* **Given exercise 1**
Copy the rows below verbatim, from the line with "Locate red apple" to the line with "[304, 290, 496, 479]", including both of those lines.

* **Page excerpt**
╔══

There was no Dave - he'd failed his exams. Harvey had disappeared. We never saw him again.
I stayed in touch with Dave though - I think I visited him once at some point - it was the start of me picking up the guitar. Kings Langley out near Watford, with the Ovaltinies factory. Dave's Dad worked for Mirror Group newspapers, and had a nice pension lined up...so he thought.

I think I had even less friends this year than the year before but somehow, it didn;t bother me quite so much. at least I wasn;t fat, and had a decent haircut.

The man who worked for free for Mrs P. My fruit being stolen while i was ill.

in the run up to my second year exams - I went onto a mainly muesli diet.

I got involved with the Labour Party in Plumstead - a lovely group of people. We met in the Working Men's Club / Labour Club - whatever it was....and in the pub. I started spending my sunday afternoon's having drinks bought for me, mostly, being a poor student, and sitting in lock-ins eating free grub, drinking free beer. But I also campaigned for the Labour Party
Council elections in 1986 - labour won.


26th February - a byelection after guy barnett had died - rosie Barnes, a hateful SDP candidate won.

I remember attending a voting count in the town hall and labour winning a council election. But also remember there being champagne on hand for celebrating our victory in general election. We lost but drank the champagne anyway.

My last involvement with the labour party in Greenwich would be in 1989 campaigning for the Euro elections.

Summer 1987

Towards the end of the term - 30th May - exams right upon me, me and Dave went to this free open air gig in Kennington. Mighty Mighty and Mighty Lemon Drops were the main attractions. We went on the march first, I ended walking next to Paul weller, an honour, though I was too scared to talk to him. Also saw Ken Livingstone being interveiwed by channel Four. We deliberately walked behind Ken to see if we could get onto the news. I never found out if we did.

30/5/87

Kennington Park, London (Youth CND Rally)
With The Bathers, Mighty Lemon Drops, Lorna G, Janet Kenton
Read more: http://blogs.myspace.com/officialmightymighty#ixzz0x0Ui6nNe

Right at the end of term I went to Wembley to see David Bowie. - either the 19th or 20th June 1987 - Glass Spider tour. Terrible! And then it was back to Plymouth.
I remember arriving back and having to tell Mark about the gig - that it was pretty shit in fact. Big country supported and they were better than Bowie; and as always at these big stadium gigs, the biggest shitheads were present. The big shithead in this case was a drunken twat who at one decided to piss into a bottle, missed and pissed down my leg, and then through the fecking bottle ont he ground anyway. If he had to why didn;t he just piss down his own fecking trouser leg?!?!


David Bowie's "Never Let Me down" came out in April and Iggy's "Blah Blah Blah" which came out the previous October -I think I bought both over the summer, and soon regretted buying the Bowie album. it was awful. <--- ?? I have since bought it again on CD, but only for about a pound. What? I'm a completist!

This time I remember being slightly reluctant to leave London. I think Mark had gone to Scotland now, and Terry had died (?).


In fact sometime during this summer I made a trip back up to London with Colin and stayed at Patak's house. Patak had left for a year (I thought) in india with the kids. Mark was living there still.
I was a tourist in London for the first and last time. Got it out of my system.

Got my ear pierced? - might have been half term later in year.

╚══

* **Records for the exercise**
╔══

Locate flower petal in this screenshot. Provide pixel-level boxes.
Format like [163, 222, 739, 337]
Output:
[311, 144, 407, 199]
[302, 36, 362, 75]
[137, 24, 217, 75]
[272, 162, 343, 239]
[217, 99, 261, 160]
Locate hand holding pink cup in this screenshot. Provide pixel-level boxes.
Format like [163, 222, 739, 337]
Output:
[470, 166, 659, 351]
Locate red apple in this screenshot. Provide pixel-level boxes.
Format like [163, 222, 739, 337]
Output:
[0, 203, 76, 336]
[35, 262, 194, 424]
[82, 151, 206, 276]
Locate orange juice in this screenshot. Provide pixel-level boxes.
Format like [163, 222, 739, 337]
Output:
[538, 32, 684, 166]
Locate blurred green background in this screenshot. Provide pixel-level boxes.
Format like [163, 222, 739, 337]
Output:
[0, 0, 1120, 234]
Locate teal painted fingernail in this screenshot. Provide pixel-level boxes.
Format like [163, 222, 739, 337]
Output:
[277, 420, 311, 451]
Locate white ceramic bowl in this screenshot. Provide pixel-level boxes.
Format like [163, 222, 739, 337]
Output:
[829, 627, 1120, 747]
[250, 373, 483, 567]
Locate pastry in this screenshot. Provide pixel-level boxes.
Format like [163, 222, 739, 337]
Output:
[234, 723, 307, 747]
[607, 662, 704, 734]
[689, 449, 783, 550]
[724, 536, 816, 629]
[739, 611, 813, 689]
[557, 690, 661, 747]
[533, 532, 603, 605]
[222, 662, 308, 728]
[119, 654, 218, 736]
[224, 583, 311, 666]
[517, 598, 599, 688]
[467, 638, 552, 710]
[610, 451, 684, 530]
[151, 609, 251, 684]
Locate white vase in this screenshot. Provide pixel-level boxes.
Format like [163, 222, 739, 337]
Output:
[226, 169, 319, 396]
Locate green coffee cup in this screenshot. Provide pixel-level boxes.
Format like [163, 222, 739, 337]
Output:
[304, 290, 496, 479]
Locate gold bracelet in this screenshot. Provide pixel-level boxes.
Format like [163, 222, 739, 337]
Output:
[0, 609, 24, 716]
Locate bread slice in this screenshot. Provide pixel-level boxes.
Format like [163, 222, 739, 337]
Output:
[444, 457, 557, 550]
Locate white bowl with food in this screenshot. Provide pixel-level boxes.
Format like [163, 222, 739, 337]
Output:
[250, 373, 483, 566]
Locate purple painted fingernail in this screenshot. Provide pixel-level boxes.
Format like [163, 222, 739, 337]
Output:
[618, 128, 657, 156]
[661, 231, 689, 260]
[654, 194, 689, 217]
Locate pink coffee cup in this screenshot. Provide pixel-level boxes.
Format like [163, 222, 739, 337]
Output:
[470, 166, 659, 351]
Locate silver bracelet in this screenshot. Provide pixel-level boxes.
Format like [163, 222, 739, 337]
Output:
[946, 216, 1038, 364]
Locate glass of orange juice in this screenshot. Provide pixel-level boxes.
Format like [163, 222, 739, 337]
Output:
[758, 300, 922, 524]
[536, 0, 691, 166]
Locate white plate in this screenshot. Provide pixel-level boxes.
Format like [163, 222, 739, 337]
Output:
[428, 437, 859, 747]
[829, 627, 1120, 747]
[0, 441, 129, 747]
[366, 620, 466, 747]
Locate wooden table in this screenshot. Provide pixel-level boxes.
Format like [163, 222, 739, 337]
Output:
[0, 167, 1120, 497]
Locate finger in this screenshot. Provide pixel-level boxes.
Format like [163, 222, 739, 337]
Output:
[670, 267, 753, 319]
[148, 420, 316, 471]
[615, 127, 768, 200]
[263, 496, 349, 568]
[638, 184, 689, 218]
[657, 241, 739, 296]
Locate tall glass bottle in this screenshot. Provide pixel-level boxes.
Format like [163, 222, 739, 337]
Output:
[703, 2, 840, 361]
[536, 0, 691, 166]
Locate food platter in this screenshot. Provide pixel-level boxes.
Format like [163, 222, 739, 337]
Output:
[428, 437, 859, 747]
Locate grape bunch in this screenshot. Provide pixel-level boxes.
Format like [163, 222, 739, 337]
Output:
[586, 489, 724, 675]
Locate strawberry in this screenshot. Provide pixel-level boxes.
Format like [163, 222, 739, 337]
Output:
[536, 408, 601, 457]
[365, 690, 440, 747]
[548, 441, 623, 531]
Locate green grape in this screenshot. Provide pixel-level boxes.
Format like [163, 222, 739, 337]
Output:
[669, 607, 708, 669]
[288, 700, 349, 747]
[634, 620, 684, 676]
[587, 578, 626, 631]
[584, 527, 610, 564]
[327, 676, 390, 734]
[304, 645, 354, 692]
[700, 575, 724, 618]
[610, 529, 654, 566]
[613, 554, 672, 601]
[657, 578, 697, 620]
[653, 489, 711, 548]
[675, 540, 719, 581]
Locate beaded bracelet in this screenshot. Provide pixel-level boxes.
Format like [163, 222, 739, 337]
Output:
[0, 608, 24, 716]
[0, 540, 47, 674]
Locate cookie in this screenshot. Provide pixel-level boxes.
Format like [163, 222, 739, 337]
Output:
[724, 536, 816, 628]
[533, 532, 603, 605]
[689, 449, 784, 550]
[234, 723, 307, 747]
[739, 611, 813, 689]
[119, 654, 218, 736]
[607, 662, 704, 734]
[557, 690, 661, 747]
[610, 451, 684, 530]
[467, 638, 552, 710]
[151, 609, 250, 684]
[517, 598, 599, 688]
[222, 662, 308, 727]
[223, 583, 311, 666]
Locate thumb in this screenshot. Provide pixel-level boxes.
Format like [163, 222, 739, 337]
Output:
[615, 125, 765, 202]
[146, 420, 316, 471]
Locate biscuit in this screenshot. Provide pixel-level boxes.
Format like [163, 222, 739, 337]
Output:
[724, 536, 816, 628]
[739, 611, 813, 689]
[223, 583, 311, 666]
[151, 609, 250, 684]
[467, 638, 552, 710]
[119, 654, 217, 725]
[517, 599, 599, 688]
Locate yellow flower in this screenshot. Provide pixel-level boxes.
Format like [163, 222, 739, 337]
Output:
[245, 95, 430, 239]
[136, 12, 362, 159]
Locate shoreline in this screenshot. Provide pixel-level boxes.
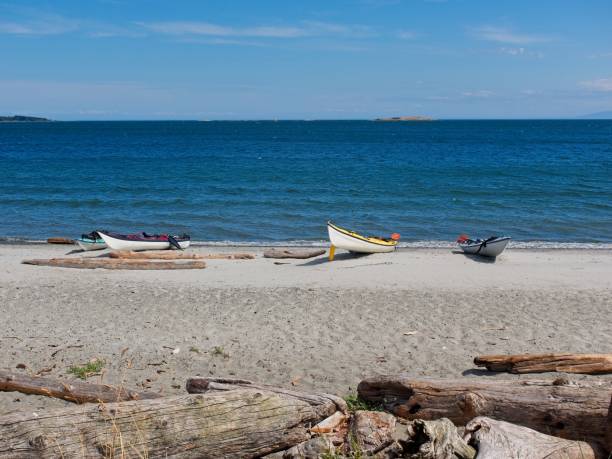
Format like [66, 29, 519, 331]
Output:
[0, 244, 612, 413]
[0, 236, 612, 252]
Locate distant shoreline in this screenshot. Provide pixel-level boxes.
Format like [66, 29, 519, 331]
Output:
[0, 115, 52, 123]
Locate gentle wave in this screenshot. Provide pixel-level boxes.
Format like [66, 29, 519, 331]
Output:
[0, 236, 612, 250]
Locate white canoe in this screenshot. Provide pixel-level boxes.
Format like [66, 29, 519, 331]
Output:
[77, 239, 107, 252]
[458, 236, 511, 257]
[98, 231, 191, 250]
[327, 222, 397, 253]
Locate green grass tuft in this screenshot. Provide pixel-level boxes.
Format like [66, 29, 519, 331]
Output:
[68, 359, 105, 379]
[343, 393, 383, 413]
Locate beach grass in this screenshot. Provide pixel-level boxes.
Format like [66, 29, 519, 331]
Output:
[68, 359, 106, 379]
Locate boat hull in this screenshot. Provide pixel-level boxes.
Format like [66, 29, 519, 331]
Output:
[77, 239, 108, 252]
[98, 232, 191, 251]
[327, 224, 397, 253]
[459, 237, 511, 258]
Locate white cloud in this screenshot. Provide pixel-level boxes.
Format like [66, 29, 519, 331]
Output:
[395, 30, 417, 40]
[499, 47, 544, 59]
[461, 89, 495, 99]
[472, 26, 552, 45]
[137, 21, 373, 38]
[580, 78, 612, 92]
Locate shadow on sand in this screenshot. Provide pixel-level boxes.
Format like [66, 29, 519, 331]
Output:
[452, 250, 497, 265]
[296, 252, 371, 266]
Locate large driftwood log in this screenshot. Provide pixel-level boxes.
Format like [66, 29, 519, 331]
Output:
[357, 375, 612, 452]
[606, 396, 612, 454]
[22, 258, 206, 270]
[0, 390, 330, 459]
[47, 237, 74, 244]
[186, 377, 348, 419]
[108, 250, 255, 260]
[400, 418, 478, 459]
[108, 250, 204, 260]
[474, 354, 612, 374]
[466, 417, 605, 459]
[264, 249, 325, 259]
[0, 370, 161, 403]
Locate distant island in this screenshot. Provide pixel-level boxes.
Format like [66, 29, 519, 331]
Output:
[374, 116, 433, 122]
[0, 115, 51, 123]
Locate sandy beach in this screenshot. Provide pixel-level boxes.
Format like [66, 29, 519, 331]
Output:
[0, 244, 612, 413]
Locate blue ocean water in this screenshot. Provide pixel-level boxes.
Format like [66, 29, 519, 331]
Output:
[0, 120, 612, 243]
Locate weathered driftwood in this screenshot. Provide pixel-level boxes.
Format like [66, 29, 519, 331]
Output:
[349, 411, 396, 455]
[0, 390, 330, 459]
[108, 250, 204, 260]
[264, 249, 325, 259]
[0, 370, 161, 403]
[474, 354, 612, 374]
[606, 396, 612, 454]
[22, 258, 206, 270]
[185, 377, 348, 419]
[47, 237, 74, 244]
[358, 375, 612, 450]
[400, 418, 478, 459]
[466, 417, 605, 459]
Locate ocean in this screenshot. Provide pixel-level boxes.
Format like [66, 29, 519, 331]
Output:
[0, 120, 612, 247]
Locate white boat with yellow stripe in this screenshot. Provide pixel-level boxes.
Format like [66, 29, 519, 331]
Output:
[327, 222, 400, 261]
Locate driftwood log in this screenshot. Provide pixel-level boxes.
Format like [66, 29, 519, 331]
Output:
[606, 396, 612, 454]
[264, 249, 325, 259]
[22, 258, 206, 270]
[466, 417, 606, 459]
[400, 418, 476, 459]
[47, 237, 74, 244]
[357, 375, 612, 452]
[0, 390, 336, 459]
[108, 250, 204, 260]
[0, 370, 161, 403]
[186, 378, 348, 419]
[108, 250, 255, 260]
[474, 354, 612, 374]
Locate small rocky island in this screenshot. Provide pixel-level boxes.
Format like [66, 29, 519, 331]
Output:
[0, 115, 51, 123]
[374, 116, 433, 122]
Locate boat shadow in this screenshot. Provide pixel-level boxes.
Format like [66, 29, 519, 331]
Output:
[296, 252, 372, 266]
[451, 250, 497, 265]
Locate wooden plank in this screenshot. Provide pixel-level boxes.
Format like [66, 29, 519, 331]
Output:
[0, 370, 161, 403]
[358, 375, 612, 452]
[474, 354, 612, 374]
[0, 390, 321, 459]
[185, 377, 348, 417]
[264, 249, 325, 259]
[466, 417, 606, 459]
[22, 258, 206, 270]
[108, 250, 204, 260]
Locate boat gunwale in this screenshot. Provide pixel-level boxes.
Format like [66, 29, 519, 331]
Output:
[98, 231, 191, 243]
[327, 222, 397, 247]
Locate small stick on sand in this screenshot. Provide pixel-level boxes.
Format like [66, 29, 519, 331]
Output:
[0, 371, 161, 403]
[474, 354, 612, 374]
[108, 250, 204, 260]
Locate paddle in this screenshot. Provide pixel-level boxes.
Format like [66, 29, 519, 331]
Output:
[168, 235, 183, 250]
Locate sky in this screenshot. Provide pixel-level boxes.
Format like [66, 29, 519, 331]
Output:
[0, 0, 612, 120]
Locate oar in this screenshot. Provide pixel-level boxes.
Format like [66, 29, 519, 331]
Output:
[168, 235, 183, 250]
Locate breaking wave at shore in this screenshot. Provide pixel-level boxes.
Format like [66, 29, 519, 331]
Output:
[0, 236, 612, 250]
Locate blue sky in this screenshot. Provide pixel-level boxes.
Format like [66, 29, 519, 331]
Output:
[0, 0, 612, 120]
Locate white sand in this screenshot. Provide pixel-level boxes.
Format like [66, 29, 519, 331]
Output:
[0, 245, 612, 413]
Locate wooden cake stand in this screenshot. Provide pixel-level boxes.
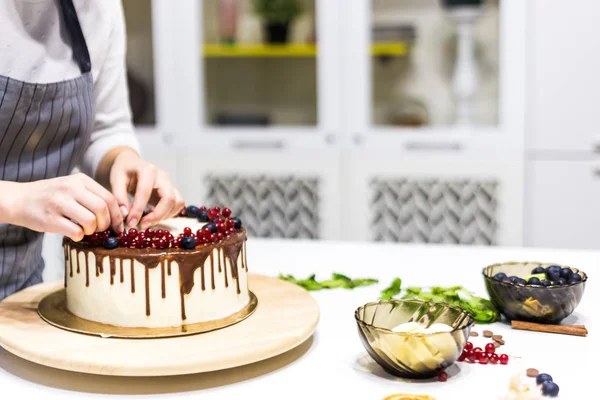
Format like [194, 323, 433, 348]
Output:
[0, 274, 319, 376]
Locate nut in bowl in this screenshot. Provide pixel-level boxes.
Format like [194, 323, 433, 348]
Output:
[354, 299, 473, 379]
[483, 262, 587, 324]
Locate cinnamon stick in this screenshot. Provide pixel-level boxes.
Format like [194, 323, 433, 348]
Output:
[511, 321, 588, 336]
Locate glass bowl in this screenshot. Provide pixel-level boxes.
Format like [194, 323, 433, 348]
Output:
[483, 262, 587, 324]
[354, 299, 473, 379]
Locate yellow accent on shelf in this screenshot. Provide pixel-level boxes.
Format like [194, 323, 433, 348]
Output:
[203, 42, 409, 58]
[371, 42, 409, 56]
[204, 44, 317, 57]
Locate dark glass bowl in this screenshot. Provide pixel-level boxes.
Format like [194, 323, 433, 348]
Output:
[354, 299, 473, 379]
[483, 262, 587, 324]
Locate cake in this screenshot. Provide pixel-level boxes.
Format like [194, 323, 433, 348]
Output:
[63, 206, 250, 328]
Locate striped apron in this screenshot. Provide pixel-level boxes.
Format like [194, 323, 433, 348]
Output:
[0, 0, 94, 300]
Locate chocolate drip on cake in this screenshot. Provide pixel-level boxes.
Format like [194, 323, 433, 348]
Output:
[94, 254, 104, 277]
[108, 257, 117, 285]
[84, 252, 90, 287]
[223, 238, 244, 294]
[145, 264, 150, 316]
[64, 246, 69, 287]
[242, 243, 248, 271]
[119, 260, 124, 283]
[219, 249, 229, 287]
[210, 251, 215, 290]
[161, 262, 166, 299]
[217, 251, 222, 273]
[67, 251, 73, 278]
[131, 260, 135, 293]
[63, 230, 247, 321]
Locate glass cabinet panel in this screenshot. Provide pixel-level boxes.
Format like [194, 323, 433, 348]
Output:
[371, 0, 500, 127]
[122, 0, 156, 125]
[201, 0, 318, 126]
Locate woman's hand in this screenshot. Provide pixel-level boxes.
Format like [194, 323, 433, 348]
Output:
[0, 174, 124, 241]
[109, 149, 185, 229]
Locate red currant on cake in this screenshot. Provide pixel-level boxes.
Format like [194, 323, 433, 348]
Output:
[104, 237, 119, 250]
[179, 236, 196, 250]
[198, 210, 210, 222]
[208, 208, 219, 221]
[231, 218, 242, 229]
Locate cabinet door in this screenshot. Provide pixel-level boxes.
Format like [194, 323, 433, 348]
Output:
[526, 160, 600, 249]
[530, 0, 600, 151]
[342, 150, 522, 246]
[122, 0, 177, 177]
[178, 150, 340, 239]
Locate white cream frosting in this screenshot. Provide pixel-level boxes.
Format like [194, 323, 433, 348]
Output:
[65, 218, 249, 328]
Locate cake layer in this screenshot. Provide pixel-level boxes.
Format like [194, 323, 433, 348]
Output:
[64, 218, 249, 328]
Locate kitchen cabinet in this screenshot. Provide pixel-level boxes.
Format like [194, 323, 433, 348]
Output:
[525, 0, 600, 249]
[342, 150, 523, 246]
[526, 160, 600, 249]
[528, 0, 600, 153]
[108, 0, 527, 245]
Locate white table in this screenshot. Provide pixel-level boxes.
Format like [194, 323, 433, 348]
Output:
[0, 239, 600, 400]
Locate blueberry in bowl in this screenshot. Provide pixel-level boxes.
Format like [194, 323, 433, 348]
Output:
[482, 262, 587, 324]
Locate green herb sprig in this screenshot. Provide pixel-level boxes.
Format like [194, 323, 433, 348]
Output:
[279, 273, 379, 291]
[380, 278, 501, 324]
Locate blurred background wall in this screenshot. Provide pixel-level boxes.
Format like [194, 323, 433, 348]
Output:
[39, 0, 600, 276]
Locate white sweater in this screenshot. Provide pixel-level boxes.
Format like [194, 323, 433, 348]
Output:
[0, 0, 140, 177]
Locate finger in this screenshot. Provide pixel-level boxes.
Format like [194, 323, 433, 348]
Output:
[169, 189, 185, 217]
[85, 174, 124, 233]
[141, 189, 175, 229]
[127, 167, 156, 227]
[75, 188, 111, 231]
[52, 217, 85, 242]
[110, 173, 130, 227]
[60, 200, 97, 235]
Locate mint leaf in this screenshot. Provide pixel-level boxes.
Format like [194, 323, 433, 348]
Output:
[279, 273, 379, 291]
[352, 278, 379, 287]
[382, 285, 501, 324]
[379, 278, 402, 300]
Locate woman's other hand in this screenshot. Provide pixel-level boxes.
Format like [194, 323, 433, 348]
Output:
[109, 149, 185, 229]
[0, 173, 124, 241]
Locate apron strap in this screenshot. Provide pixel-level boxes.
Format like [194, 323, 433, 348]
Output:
[60, 0, 92, 74]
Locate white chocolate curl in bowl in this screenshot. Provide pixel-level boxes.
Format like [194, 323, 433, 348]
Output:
[498, 373, 542, 400]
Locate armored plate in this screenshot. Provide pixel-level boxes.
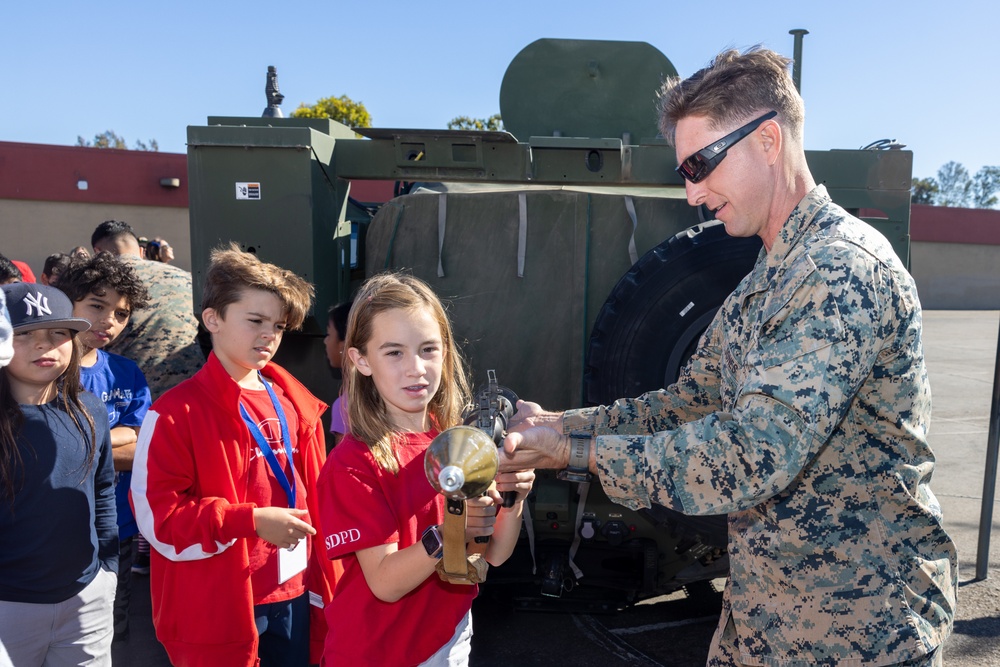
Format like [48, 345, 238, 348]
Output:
[500, 39, 677, 143]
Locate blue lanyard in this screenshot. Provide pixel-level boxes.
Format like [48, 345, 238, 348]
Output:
[240, 371, 295, 509]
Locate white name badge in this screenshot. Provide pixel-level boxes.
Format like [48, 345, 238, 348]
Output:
[278, 539, 309, 584]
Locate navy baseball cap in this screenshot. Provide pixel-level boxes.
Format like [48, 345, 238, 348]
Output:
[3, 283, 90, 333]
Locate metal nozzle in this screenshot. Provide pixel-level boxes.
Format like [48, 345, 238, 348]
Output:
[438, 466, 465, 493]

╚══

* **Given exercise 2**
Write a continuation of the personal recollection of student years in the mid-1980s, picking up right after its final sentence.

* **Final answer 1**
Locate red apple in this screenshot. Provide pixel-level boxes.
Format like [163, 222, 739, 337]
Output:
[0, 203, 76, 336]
[35, 262, 194, 424]
[82, 151, 206, 276]
Locate orange juice in this screenshot. Provide pixel-level boxes.
Format like [163, 222, 739, 337]
Output:
[538, 32, 684, 166]
Locate blurred green background in this screenshot. Provide pixel-level boxes.
Format like [163, 222, 739, 337]
Output:
[0, 0, 1120, 234]
Locate teal painted fingernail in this screenshot. Provide pixel-level boxes.
Format like [163, 222, 739, 337]
Output:
[277, 420, 311, 451]
Locate white ceramic bowl in this screenshot. Provide pixel-level boxes.
Format like [163, 222, 739, 337]
Output:
[829, 627, 1120, 747]
[250, 373, 483, 567]
Locate pastry in this screenshot. Provide pixel-level boxes.
Format like [163, 222, 739, 337]
Output:
[234, 723, 307, 747]
[607, 662, 704, 734]
[689, 449, 783, 550]
[724, 536, 816, 629]
[739, 611, 813, 689]
[557, 690, 661, 747]
[533, 532, 603, 605]
[222, 662, 308, 728]
[119, 654, 218, 736]
[224, 583, 311, 666]
[517, 598, 599, 688]
[467, 638, 552, 710]
[610, 451, 684, 530]
[151, 609, 251, 684]
Locate white vase in this screenshot. Provide pixel-level boxes.
Format like [163, 222, 739, 337]
Output:
[226, 169, 319, 396]
Locate green coffee cup in this screenshot. Provide pixel-level boxes.
Format like [163, 222, 739, 337]
Output:
[304, 290, 496, 479]

* **Final answer 2**
I had the New Order singles compilation on my walkman and remember walking the dog round the sports fields listening to it. It included the new song, "True Faith" which was a huge hit.

I went out with two girls over the summer - not at the same time - just to releive the boredom. went out with the lads - The Bank - a new pub. I wore white trousers!! Asked a girl out who'd been talking to us.



After that I remember us going to a pub on Dartmoor - I guess bill drove us up there. I was mainly thinking about my forthcoming date. Needless to say it didn't work out. So I asked another girl out the same night she ditched me. I must have had something going for me cos she said yes too. We snogged quite a bit, went out a few times, but then she ditched me too, just in time for me going back to London.

Final Year 1987 to 1988

Mrs P was in India. I'd been given the big room at the front - and I loved it. the door to the room was right next to the front door. We had new housemates - tony, dan et al. Loads of people came through the house and if I left my door open I saw who came in and usually passed a few pleasantries. that way I got to know loads of new people. A blessing in the first term, a curse later in the year after I decided to withdraw back into myself.

Mark's story about the creatures that lived in my sofa - he'd helped make my room habitable through the summer.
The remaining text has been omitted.